[Work task]: Only what runs from the line with "# one point" to the final line of the records below should be given again, word for word.

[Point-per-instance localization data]
=======

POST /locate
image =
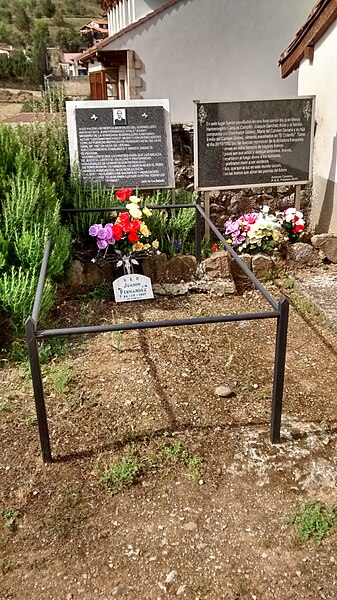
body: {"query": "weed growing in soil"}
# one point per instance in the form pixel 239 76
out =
pixel 289 283
pixel 119 475
pixel 178 452
pixel 10 514
pixel 314 519
pixel 122 474
pixel 61 378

=======

[Finished exercise]:
# one point per instance in the form pixel 239 76
out =
pixel 289 283
pixel 119 475
pixel 178 452
pixel 10 514
pixel 314 519
pixel 122 474
pixel 61 378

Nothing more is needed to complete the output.